Dataset excerpts
*** Begin section ***

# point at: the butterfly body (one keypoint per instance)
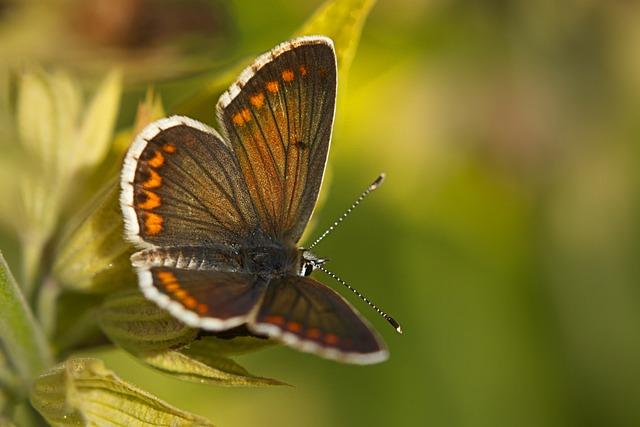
(218, 216)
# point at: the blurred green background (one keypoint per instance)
(505, 239)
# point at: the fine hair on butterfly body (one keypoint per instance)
(218, 216)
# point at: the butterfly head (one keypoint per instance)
(309, 262)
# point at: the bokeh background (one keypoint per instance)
(505, 239)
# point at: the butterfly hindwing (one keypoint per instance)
(278, 118)
(181, 185)
(309, 316)
(207, 299)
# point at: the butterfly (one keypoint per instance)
(218, 216)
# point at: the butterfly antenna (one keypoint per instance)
(374, 185)
(389, 319)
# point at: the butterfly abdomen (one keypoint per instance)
(220, 258)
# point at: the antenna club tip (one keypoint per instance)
(395, 324)
(378, 181)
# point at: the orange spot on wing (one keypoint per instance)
(166, 277)
(154, 181)
(257, 100)
(237, 119)
(157, 160)
(172, 286)
(331, 339)
(153, 223)
(273, 86)
(294, 326)
(287, 75)
(314, 333)
(275, 319)
(152, 202)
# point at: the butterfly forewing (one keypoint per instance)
(278, 118)
(182, 186)
(306, 314)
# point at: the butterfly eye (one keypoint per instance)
(307, 269)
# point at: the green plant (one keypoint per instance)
(76, 288)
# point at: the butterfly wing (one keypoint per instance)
(309, 316)
(206, 299)
(278, 118)
(181, 185)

*** End section ***

What you will do
With the line that contains "# point at: the fine" as the start, output every line through the end of the entries exactly. Add no other lines.

Exercise result
# point at: the fine hair on butterfly body (one keypoint per instance)
(218, 216)
# point at: the butterfly head (one keypoint per instance)
(309, 262)
# point at: the bokeh background (one keypoint per instance)
(505, 239)
# point at: the butterfly hindwing (one keypoint per instance)
(278, 118)
(181, 185)
(309, 316)
(207, 299)
# point at: the butterfly (one keypoint per instance)
(218, 216)
# point at: the butterfly antenna (one keypoint per instance)
(374, 185)
(389, 319)
# point at: the butterfly abdomen (one keypoint per instance)
(220, 258)
# point at: the antenna club tip (one keypoint per instance)
(395, 324)
(378, 181)
# point at: the orange spot on wing (one keypoint per instance)
(166, 277)
(154, 181)
(257, 100)
(237, 119)
(157, 160)
(172, 286)
(331, 339)
(153, 223)
(273, 86)
(294, 326)
(287, 75)
(314, 333)
(275, 319)
(152, 202)
# point at: the butterfly forewing (one keypoint per instance)
(278, 118)
(182, 186)
(306, 314)
# point at: the butterfly eye (one keypoint per instance)
(307, 269)
# point at: the green plant (one keypoint per instance)
(76, 288)
# point at: the butterfly wing (one keypoint per instance)
(309, 316)
(206, 299)
(278, 118)
(181, 185)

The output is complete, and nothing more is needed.